* [PROBLEM DESCRIPTION] Copy word for word, please, the lines of the entries below running from the one containing "Expected behaviour: for each instance of the dark" to the one containing "Expected behaviour: for each instance of the gravel", both ends included.

══ GIVEN ENTRIES ══

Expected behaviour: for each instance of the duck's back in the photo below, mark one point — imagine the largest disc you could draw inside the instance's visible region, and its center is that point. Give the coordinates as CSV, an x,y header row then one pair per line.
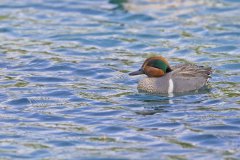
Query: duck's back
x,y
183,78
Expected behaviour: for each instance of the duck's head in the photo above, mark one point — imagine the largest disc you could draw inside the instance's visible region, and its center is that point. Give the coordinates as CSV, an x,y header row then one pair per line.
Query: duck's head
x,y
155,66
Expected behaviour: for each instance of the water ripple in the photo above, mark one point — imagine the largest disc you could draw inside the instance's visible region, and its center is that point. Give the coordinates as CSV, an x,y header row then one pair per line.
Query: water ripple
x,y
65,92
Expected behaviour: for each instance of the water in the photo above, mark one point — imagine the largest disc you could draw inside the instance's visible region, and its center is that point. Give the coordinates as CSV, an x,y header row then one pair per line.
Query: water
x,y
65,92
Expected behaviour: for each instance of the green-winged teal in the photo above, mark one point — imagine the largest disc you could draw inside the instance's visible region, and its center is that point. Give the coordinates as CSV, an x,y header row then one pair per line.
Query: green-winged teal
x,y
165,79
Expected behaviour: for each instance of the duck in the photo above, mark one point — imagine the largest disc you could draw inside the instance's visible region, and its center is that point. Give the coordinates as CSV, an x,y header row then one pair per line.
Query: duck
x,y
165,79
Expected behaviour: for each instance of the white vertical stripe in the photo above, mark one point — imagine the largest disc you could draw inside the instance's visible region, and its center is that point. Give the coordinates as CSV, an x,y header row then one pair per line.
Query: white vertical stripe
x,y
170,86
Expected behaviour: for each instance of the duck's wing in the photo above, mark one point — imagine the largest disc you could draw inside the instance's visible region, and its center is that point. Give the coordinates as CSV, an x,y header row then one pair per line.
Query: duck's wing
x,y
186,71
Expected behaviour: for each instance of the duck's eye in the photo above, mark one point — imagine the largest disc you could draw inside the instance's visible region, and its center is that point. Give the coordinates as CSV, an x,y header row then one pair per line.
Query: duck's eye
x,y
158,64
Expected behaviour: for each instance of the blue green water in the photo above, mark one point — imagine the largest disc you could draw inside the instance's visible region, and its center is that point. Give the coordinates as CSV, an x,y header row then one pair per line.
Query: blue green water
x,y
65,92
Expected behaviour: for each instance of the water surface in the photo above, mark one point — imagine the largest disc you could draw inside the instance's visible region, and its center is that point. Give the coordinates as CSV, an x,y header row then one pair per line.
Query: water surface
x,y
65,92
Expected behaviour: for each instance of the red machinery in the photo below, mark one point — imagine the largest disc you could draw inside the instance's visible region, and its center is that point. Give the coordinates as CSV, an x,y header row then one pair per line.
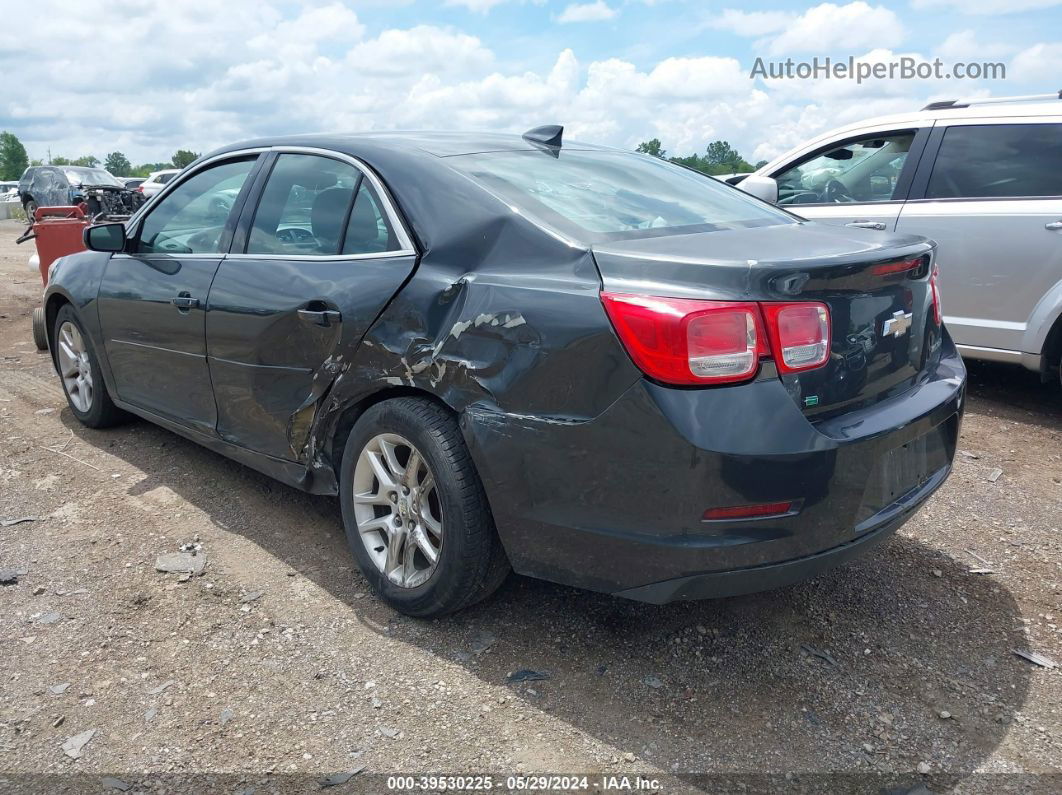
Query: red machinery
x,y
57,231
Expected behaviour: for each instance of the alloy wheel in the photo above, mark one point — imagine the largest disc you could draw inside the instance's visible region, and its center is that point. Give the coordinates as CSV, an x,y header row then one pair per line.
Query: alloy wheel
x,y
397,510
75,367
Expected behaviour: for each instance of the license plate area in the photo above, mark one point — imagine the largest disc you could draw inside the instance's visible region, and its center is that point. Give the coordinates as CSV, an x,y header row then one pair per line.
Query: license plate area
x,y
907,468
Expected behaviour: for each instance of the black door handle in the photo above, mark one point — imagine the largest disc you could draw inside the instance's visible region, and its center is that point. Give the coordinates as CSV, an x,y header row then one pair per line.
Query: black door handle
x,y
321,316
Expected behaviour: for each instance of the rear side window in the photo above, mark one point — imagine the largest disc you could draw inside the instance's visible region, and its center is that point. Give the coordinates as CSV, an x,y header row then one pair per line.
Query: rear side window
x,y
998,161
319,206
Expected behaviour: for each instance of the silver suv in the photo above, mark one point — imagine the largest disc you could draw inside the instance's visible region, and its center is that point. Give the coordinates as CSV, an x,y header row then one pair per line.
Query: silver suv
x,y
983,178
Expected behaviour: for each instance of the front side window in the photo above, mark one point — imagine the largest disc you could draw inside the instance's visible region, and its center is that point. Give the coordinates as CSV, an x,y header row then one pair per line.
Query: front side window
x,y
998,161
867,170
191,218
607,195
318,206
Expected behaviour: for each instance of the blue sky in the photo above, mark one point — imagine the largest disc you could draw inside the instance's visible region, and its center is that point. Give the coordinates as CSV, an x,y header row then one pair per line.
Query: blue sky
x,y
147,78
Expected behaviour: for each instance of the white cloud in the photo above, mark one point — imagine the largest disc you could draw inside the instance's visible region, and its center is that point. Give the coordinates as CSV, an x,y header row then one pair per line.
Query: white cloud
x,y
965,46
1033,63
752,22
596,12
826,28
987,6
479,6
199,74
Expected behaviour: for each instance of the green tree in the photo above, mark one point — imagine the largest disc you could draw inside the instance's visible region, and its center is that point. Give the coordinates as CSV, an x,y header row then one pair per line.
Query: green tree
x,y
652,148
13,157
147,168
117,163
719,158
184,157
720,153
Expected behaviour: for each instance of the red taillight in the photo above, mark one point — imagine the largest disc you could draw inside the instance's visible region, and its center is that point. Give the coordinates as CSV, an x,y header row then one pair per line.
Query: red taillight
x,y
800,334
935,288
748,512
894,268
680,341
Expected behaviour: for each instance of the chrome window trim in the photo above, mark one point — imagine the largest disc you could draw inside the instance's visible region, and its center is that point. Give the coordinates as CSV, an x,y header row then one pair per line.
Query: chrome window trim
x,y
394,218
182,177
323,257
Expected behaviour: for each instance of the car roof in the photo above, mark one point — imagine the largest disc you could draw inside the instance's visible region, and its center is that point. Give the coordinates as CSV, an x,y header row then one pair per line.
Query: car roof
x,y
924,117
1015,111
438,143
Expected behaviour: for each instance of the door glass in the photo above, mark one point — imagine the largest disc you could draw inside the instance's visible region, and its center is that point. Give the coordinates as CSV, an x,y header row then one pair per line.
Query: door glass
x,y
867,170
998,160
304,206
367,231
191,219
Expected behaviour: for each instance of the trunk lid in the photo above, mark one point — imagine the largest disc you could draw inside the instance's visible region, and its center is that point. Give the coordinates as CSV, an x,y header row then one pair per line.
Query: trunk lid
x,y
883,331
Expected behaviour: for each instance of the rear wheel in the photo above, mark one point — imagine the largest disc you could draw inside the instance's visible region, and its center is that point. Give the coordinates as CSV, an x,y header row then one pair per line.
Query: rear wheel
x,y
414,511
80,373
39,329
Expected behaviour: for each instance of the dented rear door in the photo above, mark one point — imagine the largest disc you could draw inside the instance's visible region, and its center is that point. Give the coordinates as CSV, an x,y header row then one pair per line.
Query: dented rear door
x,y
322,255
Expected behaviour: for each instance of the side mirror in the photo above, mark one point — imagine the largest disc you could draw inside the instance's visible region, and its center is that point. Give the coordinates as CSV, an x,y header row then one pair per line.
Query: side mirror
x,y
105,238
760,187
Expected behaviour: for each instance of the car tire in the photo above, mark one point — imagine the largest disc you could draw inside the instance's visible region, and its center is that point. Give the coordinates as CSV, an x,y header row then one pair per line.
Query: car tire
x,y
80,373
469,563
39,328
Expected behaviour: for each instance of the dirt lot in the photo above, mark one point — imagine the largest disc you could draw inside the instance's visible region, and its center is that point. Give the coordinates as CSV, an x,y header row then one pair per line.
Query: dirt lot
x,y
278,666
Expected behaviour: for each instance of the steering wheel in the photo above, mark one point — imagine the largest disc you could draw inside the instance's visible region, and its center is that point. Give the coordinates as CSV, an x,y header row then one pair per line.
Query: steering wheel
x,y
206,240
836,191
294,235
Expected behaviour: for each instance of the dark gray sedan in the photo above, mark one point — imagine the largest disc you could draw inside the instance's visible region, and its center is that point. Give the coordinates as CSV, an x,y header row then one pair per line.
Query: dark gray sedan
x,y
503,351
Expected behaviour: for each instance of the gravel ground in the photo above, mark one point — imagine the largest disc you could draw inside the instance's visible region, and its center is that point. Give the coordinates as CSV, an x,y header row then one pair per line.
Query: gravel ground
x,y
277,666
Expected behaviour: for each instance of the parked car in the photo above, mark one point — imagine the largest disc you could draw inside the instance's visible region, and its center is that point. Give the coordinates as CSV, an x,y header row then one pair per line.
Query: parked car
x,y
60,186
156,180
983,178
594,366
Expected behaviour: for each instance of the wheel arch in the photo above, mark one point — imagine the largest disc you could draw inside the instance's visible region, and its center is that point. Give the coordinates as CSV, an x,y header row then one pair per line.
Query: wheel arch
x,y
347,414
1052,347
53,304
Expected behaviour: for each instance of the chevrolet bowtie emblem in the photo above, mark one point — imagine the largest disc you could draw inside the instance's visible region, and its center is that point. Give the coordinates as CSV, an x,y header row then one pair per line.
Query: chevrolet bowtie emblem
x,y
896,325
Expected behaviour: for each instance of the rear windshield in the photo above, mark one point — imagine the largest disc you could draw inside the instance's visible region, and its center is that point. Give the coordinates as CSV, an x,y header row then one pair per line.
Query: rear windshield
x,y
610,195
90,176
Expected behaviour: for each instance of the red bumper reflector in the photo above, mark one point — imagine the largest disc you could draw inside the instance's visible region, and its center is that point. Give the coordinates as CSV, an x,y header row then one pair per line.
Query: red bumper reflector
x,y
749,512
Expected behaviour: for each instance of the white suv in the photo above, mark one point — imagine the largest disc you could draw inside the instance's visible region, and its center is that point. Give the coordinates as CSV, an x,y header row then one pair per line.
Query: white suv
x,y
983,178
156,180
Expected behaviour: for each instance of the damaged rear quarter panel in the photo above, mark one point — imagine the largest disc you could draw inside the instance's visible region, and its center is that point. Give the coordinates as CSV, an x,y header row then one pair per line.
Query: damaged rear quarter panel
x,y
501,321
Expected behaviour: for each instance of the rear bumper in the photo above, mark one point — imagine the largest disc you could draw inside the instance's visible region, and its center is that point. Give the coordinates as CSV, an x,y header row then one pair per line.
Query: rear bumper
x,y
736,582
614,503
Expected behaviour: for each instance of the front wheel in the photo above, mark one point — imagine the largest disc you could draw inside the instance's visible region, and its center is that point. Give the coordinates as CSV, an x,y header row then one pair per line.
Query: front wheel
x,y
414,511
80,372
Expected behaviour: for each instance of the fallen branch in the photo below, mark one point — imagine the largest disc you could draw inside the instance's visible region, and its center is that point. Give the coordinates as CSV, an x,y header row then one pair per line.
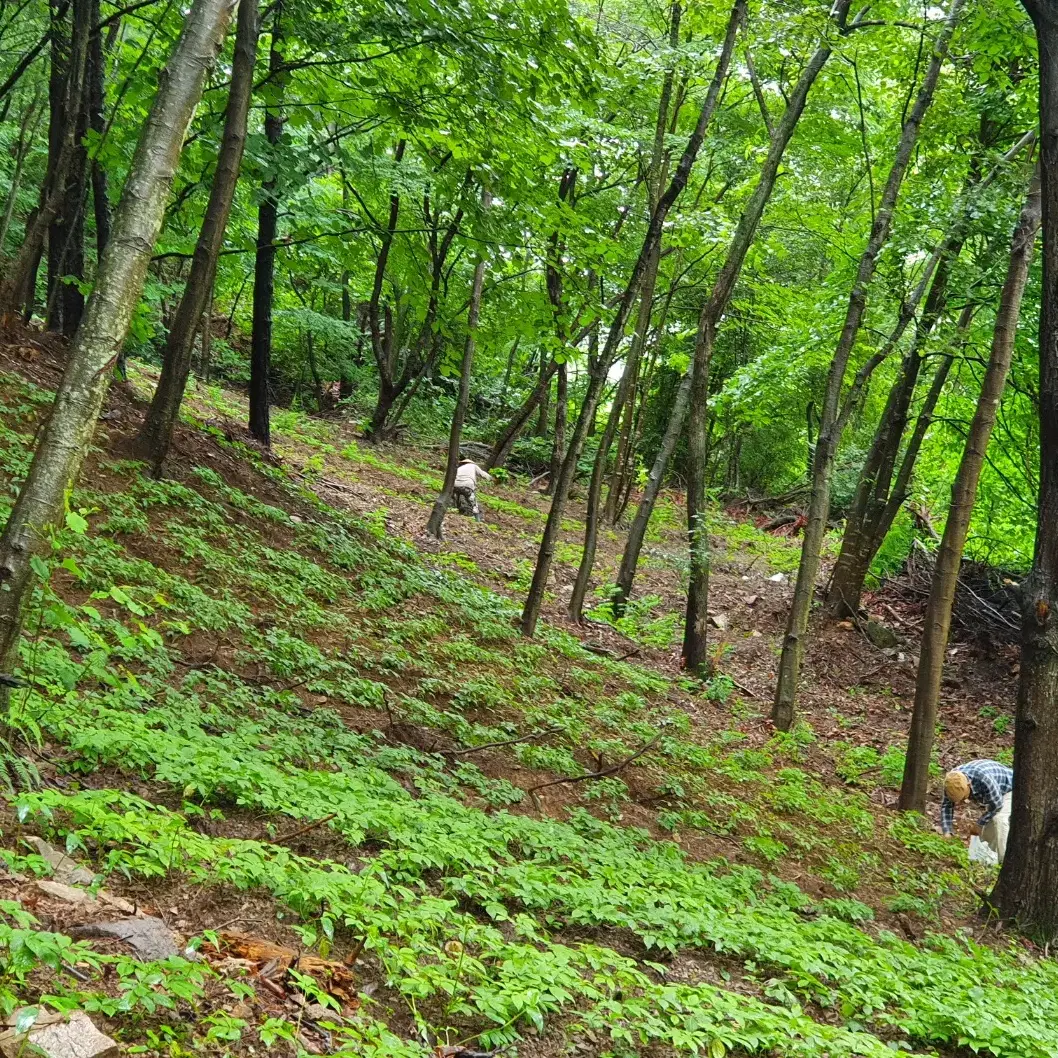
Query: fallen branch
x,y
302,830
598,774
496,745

═══

* [TASK ANSWER]
Expected behaviour: for each instance of the dark gray sedan in the photo above, mark one point — imagine the largest disc you could draw inside the instance's visible region, and its center is that point. Give the coordinates as CSV, an x,y header row then one pair per line.
Query: dark gray sedan
x,y
503,351
Expected behaviour: for each instance of the gravel ground in the photo above, mark one point — imagine the largest disc you could draw inside the instance's visible region, and its center is that point. Give the coordinates as CSV, an x,y header row then one pair per line.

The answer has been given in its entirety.